Last week, we drew attention to the importance of knowledge; not the knowledge of economics and finance, but the knowledge of the environment within which a microfinance institution operates. The point we tried to advance is that a business cannot be built in a void. Government policies shape the conduct of men and organizations. Public policy shapes the environment and the environment in turn shapes the people. You can glean the character of a government from the way its people behave. When you come into a country and see everybody in a hurry, just watch out. You may have arrived in a country where dog eats dog and due process is alien.
Why do you think Nigerians are forever on the run? They know that people don’t take turns here and there is no protection for those who wait for their turn. That is why a man walks from the VIP lounge straight to the door of the air plane and goes in while others wait. And before you know it the plane is full and that is it.
Since the poor are usually the hardest hit by tough government policies, MFIs must begin from the outset to familiarize themselves with the forces that shape their operating environment. That is what the country contextual argument is about. We want to further that point of view by linking it to the importance of communication with the client.
The complex web of growing bad, doubtful and delinquent loans plaguing the subsector has its roots in poor credit culture. When some people hear the term poor credit culture they think of poor knowledge of credit analysis or the quantitative work that surrounds the creation of risk assets. Far from it: poor credit culture is a lot more than inability to write good credit. There are certain things a lending institution, especially those dealing with the high risk, low unit variety envisaged in microfinance, must never do – mixing charity with business or forgetting the difference between handouts from NAPEP and microcredit from a microfinance institution. Or worse still, putting its cash in the hands of anyone it does not know very well. This point is so important that even banks, with all their might, dwell so much on the mantra of KYC- Know Your Customers.
Knowing your customer or client is actually borne out of common sense. Even con men act differently when they meet people they know. Complete strangers may not enjoy such benefit. People are said to always put their money where their mouths are. For an MFI this should be interpreted to mean putting your money only in the hands of those you know. So how come microfinance institutions often disobey this rule? The answer is very simple. In Nigeria, the culture of being in a hurry and rushing to gain advantage has taken root. Well, this is part of society’s response to the perennial shortage of most basic things. We rush for everything imaginable. That may work everywhere else but unfortunately not in microfinancing.
The first duty of lending officers is to engage with the community within which the institution is planted. This will expose them to the culture of the people. The cultural background of clients is very important. It is sometimes the most important driving force in their credit behaviour. There are people who see loans or any money from other people, especially financial institutions, as something that must never be repaid; but as their share of the national cake. If this kind of culture is prevalent, then walking into such people and booking credit without deep interaction is like a stroll in a minefield.

Directive A: Tally the lines of the records below that contain the word "metal", treating case as significant. Give only the number.
Directive B: Continue the passage on microfinance and credit culture from where it stops.

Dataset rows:

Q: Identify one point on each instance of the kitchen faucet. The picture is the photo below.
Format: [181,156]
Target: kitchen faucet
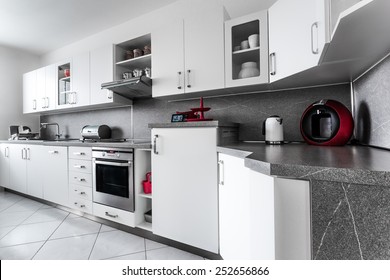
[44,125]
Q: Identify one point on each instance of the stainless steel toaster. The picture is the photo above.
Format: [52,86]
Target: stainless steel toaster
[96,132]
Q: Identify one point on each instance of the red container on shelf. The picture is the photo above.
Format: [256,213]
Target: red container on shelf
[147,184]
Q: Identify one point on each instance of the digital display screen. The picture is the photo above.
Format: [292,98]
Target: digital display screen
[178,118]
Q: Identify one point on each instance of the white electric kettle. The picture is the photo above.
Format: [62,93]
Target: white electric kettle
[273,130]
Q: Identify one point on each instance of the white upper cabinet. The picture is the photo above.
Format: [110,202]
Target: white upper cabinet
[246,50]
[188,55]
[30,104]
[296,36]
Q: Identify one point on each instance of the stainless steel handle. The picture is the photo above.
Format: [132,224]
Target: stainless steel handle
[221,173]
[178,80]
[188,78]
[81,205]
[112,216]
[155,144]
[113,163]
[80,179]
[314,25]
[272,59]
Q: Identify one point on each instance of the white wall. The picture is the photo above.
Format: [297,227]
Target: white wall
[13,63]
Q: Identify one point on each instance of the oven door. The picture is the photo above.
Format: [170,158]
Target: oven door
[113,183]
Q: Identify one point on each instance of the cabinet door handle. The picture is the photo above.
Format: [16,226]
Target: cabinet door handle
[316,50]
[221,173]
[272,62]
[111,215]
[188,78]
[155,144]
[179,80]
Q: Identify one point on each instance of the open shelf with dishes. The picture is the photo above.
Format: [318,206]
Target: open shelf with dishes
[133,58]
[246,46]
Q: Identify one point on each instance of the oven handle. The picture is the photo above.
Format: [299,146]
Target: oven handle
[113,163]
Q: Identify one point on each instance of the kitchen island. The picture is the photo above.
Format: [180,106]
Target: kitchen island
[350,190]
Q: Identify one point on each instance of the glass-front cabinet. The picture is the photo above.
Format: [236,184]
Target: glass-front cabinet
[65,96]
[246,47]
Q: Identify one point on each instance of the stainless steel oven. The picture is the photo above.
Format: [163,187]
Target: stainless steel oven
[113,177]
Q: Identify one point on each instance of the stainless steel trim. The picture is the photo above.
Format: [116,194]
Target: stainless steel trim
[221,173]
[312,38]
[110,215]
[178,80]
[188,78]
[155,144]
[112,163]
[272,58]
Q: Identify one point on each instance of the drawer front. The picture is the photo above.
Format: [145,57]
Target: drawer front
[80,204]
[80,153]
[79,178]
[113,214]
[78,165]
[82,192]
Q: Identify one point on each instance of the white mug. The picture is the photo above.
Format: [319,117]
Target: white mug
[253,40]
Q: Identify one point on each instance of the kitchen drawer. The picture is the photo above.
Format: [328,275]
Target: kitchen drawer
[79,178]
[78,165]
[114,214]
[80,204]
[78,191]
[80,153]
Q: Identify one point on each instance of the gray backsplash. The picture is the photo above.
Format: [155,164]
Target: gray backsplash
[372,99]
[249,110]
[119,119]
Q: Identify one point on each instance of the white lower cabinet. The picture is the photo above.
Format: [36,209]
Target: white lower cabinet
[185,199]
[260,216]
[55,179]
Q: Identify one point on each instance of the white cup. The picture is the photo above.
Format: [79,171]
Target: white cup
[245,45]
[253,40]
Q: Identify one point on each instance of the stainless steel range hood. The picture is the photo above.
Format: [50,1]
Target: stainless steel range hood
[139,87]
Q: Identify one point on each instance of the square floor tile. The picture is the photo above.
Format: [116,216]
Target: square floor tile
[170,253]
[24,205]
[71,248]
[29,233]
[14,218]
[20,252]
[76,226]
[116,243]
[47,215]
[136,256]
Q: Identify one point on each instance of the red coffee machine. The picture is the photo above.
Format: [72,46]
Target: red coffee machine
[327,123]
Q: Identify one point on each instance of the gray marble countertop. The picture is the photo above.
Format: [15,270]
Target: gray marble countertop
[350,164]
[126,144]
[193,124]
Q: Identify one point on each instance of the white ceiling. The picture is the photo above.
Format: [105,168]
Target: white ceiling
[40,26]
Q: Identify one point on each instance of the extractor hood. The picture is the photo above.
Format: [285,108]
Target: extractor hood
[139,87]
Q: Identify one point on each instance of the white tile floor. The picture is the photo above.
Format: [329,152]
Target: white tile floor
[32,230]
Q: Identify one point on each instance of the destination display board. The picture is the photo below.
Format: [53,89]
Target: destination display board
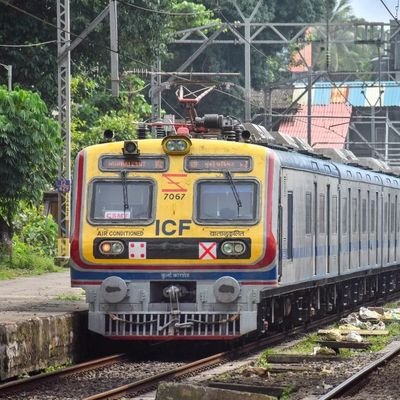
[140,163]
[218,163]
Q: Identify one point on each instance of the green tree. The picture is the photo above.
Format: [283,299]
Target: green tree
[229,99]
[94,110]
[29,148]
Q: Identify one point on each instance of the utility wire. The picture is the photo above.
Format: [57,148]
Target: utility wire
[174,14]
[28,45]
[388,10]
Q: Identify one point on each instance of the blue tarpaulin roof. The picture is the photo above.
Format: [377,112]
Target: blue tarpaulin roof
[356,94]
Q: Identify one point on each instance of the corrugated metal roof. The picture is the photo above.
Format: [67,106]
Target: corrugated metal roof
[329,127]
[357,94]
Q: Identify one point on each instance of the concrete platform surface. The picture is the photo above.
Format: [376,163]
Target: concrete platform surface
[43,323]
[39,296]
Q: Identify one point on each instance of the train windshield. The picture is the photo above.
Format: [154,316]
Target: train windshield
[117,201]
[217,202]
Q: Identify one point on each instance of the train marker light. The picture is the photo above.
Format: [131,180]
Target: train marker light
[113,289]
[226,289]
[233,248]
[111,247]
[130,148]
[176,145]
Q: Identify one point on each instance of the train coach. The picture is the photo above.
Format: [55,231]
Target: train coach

Reply A: 2

Reply B:
Having properly engaged with the community, the loan officer now has the opportunity not only to understand their cultural beliefs, but also to see if his business model fits into their culture. Some cultures may inhibit his business and run contrary to his business model. The problem is that many microfinance institutions have no business model. They do much of their lending on the spur of the moment and at whim. That is a terrible thing to do. When you deal with people whose fortunes could change at the blink of an eye, then you must know the meaning of staying close to clients.
Microfinance is actually more demanding of intimate interaction with clients than regular banking. Here, the clients hardly have proper fixed addresses. Moreover, their names do not pop out when you go to Google and, in fact, they can relocate very easily, if push comes to shove. How to deal with some of these challenges has been the focus of much research. The lending methodologies that became standard for microfinancing came about in the course of looking for how to depersonalize the individual client in the transaction.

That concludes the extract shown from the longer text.